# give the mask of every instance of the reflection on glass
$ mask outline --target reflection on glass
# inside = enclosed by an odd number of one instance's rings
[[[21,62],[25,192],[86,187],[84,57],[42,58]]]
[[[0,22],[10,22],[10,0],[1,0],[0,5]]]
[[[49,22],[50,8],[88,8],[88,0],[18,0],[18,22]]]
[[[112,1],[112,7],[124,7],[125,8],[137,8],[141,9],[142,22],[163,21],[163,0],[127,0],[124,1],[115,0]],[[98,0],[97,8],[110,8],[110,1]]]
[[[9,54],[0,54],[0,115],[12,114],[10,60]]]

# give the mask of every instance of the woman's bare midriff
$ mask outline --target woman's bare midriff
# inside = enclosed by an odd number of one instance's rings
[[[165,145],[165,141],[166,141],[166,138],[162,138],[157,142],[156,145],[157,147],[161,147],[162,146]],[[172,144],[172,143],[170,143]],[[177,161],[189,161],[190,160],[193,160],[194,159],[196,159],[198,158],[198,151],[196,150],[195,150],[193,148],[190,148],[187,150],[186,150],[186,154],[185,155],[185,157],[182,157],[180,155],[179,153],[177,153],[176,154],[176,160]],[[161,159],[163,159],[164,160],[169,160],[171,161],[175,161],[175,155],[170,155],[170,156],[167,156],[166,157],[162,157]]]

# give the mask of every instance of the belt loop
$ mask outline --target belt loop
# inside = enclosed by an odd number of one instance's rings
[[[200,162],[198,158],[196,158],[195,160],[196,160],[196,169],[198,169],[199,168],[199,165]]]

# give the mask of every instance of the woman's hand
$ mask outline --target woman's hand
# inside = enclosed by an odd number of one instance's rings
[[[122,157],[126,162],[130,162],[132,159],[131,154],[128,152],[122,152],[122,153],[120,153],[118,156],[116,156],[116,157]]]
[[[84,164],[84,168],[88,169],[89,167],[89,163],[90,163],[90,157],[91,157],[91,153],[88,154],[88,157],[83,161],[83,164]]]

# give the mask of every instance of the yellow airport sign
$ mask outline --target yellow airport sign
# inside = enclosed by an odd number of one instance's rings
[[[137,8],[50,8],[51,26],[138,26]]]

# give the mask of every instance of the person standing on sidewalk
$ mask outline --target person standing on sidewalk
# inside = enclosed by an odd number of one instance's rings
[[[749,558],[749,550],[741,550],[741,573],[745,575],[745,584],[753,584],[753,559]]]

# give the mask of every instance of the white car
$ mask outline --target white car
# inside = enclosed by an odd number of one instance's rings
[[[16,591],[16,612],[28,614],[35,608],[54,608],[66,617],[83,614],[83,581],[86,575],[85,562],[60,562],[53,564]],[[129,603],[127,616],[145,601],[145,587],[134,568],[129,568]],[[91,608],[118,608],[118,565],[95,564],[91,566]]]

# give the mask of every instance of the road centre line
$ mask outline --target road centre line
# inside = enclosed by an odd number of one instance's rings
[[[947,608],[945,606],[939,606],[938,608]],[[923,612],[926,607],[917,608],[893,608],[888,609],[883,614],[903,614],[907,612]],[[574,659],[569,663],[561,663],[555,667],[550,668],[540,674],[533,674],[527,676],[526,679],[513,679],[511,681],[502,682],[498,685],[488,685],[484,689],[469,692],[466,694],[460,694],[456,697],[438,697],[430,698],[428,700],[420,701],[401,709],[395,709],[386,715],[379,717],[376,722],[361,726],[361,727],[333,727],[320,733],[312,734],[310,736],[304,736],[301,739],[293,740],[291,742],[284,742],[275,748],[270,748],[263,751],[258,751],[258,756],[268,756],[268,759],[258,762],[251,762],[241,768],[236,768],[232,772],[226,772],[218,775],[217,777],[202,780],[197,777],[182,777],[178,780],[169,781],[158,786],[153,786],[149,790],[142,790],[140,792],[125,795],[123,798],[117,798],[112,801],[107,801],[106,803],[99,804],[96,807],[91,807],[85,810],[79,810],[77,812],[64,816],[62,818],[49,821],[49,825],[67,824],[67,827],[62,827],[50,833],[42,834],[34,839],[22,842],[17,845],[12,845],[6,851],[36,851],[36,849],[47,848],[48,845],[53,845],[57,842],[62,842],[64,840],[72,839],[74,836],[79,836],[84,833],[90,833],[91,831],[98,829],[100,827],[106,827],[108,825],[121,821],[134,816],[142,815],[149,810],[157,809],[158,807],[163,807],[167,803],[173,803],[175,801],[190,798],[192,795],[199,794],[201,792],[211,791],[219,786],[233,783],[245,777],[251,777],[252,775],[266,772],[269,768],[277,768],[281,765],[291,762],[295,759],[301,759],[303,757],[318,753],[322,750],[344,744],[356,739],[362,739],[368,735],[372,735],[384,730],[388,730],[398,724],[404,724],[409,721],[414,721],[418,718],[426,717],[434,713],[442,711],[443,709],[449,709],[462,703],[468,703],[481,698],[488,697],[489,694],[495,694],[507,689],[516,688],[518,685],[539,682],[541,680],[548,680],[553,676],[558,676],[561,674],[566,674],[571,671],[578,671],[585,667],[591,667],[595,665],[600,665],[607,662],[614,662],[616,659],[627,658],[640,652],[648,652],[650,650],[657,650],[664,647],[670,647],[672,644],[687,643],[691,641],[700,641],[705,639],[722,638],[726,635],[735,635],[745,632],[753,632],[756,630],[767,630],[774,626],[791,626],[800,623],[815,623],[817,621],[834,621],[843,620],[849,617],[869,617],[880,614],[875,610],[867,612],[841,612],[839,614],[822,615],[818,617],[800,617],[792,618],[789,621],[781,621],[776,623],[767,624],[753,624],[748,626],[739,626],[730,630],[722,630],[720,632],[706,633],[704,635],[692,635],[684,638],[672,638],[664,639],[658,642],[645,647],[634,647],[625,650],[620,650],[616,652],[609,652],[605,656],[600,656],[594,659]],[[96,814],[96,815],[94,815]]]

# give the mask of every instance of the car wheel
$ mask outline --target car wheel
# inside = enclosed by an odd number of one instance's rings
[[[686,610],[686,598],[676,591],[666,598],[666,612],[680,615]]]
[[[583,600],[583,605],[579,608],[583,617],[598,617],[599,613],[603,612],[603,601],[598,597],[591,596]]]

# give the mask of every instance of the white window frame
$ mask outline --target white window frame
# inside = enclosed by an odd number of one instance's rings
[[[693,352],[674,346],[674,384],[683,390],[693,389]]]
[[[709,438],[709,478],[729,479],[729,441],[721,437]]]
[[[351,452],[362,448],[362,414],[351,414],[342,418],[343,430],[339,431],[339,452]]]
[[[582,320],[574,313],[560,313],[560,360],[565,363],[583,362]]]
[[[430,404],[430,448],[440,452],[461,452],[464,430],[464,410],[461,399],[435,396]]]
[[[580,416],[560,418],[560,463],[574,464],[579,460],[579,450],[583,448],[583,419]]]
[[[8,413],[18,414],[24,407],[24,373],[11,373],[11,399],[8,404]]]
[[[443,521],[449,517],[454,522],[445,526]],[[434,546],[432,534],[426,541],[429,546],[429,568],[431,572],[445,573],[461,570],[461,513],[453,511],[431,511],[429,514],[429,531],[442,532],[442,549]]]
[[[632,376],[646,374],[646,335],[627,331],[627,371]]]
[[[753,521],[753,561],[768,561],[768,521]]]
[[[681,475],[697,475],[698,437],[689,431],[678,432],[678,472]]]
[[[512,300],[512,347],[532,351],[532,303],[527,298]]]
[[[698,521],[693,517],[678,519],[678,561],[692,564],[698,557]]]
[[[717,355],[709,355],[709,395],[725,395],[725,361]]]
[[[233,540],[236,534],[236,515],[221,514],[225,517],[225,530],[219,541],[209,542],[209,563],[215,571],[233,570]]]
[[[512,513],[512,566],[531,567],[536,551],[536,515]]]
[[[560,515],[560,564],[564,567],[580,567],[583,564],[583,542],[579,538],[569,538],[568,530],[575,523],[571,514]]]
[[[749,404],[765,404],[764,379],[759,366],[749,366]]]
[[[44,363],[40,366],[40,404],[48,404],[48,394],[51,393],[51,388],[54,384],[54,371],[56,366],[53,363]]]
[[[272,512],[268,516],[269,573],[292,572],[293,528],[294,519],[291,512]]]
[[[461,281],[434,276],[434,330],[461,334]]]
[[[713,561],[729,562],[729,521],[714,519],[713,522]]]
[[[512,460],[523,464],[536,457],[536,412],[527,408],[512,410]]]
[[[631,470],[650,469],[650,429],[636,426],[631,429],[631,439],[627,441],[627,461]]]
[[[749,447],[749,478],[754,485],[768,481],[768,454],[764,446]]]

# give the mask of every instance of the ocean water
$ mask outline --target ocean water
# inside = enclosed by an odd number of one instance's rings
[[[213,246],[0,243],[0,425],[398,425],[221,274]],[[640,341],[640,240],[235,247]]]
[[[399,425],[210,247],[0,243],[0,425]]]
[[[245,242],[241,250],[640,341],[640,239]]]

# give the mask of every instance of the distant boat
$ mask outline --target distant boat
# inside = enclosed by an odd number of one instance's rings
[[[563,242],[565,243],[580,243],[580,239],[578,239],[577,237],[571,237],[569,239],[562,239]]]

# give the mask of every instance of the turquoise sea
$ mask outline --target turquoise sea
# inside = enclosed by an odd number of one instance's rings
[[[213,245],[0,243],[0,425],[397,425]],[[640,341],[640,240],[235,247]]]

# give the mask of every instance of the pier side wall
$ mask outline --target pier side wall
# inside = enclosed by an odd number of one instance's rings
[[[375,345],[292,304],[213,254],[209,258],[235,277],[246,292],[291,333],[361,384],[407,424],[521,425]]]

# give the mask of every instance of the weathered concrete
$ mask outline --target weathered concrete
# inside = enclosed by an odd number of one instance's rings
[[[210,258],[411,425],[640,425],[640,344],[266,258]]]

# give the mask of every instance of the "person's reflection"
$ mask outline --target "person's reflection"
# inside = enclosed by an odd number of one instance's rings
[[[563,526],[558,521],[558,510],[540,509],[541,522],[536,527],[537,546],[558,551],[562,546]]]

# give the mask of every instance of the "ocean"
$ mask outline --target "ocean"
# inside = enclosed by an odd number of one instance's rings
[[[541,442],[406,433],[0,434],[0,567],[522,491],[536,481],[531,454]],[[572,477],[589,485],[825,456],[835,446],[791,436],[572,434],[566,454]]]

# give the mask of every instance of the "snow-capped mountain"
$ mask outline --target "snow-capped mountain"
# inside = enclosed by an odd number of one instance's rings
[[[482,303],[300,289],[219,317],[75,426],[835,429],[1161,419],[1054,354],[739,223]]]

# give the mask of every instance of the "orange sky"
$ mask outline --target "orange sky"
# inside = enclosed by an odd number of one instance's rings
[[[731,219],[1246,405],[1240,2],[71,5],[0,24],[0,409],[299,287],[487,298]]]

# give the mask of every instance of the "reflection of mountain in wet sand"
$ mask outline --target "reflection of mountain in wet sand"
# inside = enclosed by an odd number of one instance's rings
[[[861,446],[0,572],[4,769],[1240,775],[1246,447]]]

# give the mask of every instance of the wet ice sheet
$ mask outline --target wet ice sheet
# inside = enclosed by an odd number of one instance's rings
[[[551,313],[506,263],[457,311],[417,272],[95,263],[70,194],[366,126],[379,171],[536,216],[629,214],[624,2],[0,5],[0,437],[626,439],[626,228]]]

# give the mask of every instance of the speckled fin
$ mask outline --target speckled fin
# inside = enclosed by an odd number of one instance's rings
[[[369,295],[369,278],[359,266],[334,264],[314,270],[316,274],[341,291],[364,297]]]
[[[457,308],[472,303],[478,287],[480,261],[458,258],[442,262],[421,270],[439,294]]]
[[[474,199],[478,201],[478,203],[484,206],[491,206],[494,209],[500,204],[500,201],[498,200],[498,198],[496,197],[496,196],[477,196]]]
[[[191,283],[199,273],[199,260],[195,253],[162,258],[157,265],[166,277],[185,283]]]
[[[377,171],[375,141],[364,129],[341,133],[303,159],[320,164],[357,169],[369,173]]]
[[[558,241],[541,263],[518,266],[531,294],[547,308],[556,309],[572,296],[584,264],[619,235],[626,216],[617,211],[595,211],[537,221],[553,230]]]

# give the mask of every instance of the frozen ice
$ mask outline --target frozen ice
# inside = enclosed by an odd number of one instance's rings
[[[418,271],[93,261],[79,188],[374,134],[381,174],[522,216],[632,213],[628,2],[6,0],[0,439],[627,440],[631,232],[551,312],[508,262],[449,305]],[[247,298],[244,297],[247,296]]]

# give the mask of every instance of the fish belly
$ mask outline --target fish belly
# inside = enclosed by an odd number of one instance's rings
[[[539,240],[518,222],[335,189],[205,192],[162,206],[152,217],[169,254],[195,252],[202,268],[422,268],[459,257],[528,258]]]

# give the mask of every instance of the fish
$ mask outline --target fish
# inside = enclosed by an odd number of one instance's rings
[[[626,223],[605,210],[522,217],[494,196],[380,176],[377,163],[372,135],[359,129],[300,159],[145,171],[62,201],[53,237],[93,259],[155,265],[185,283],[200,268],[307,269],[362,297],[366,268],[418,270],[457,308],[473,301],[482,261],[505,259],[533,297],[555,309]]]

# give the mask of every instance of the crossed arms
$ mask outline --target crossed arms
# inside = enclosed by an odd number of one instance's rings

● ● ●

## Task instructions
How many lines in the records above contain the string "yellow"? Reply with the number alone.

## Worked solution
2